start

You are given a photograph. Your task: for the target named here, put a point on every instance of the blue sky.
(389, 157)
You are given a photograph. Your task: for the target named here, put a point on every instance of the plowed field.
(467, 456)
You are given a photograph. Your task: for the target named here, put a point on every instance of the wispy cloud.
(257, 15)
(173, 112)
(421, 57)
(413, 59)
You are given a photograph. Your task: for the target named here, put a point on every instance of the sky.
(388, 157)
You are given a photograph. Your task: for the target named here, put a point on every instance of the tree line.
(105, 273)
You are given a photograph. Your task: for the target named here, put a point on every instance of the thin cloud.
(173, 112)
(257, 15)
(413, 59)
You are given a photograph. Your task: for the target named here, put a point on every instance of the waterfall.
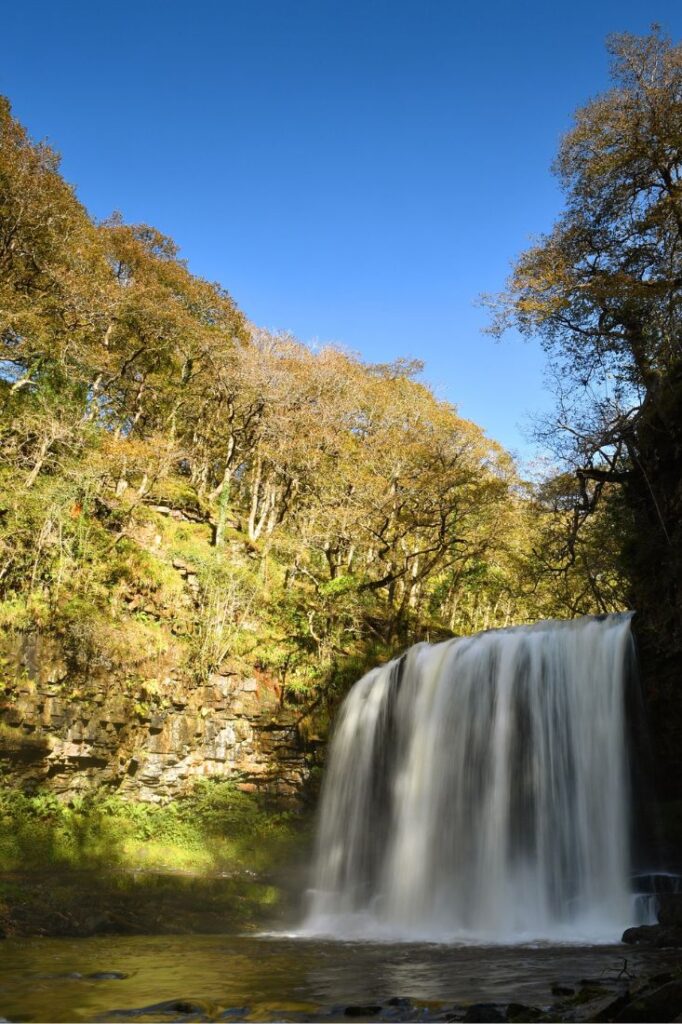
(477, 790)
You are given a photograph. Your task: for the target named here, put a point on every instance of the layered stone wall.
(73, 739)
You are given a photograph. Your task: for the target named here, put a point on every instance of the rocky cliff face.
(75, 737)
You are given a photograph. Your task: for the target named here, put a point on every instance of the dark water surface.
(275, 978)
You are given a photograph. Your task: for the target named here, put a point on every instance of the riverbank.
(219, 860)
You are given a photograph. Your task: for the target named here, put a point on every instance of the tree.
(604, 293)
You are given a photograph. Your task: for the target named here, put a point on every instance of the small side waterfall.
(478, 791)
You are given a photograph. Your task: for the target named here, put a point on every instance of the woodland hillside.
(327, 511)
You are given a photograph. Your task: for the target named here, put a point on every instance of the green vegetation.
(215, 828)
(179, 488)
(602, 291)
(211, 861)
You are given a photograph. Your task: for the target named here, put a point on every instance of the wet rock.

end

*What you are asked to do:*
Copy every row above word for word, from the first to the last, and leave the picture out of your copy.

*Solution to this problem:*
You are given a photograph. Your task: for the target named here, put a point on every instance of the blue sky.
(389, 157)
You are given a photograph. Your task: for the target named here, put a point on every instance of the plowed field.
(467, 456)
You are given a photograph. Your task: for the target named here, put a point on every instance of the wispy cloud.
(257, 15)
(173, 112)
(421, 57)
(413, 59)
You are given a photograph. Your task: for the target named here, put a point on every instance of the sky.
(388, 157)
You are given a photograph. Your task: for the target named here, put a point on every instance of the tree line.
(105, 273)
You are given a photograph. Your task: for the target named here, put a point on every instance of the thin cloud.
(173, 112)
(257, 15)
(413, 59)
You are given a photograph. Your task: for the target named here, put a point on every instance of the waterfall.
(477, 790)
You are given a photograph. Your task: for the target named here, put a point on every instance of the layered stone wall.
(73, 739)
You are given a photograph. Your task: for the target named here, put a point on every instance of the rocky cliff face.
(75, 737)
You are given a photograph. Your task: for the target named here, put a point on every instance of the dark water surface.
(275, 978)
You are given a photograph. Your task: for the target named here, put a point on every instance of the riverbank.
(219, 860)
You are given a photograph. Your task: for the target named here, put a point on every instance of the tree.
(604, 293)
You are given a photograph. Your task: for the target named here, put a point on every instance of the small side waterfall.
(478, 791)
You are given a photograph. Your task: for the target named here, put a point on every instance of the woodland hillside.
(327, 511)
You are given a photograph. Your task: for the target named here, put a point on every instance of the green vegetation.
(215, 828)
(179, 488)
(602, 291)
(211, 861)
You are given a photograph. Your task: for the target named here, put a point on every instance of the wet rock.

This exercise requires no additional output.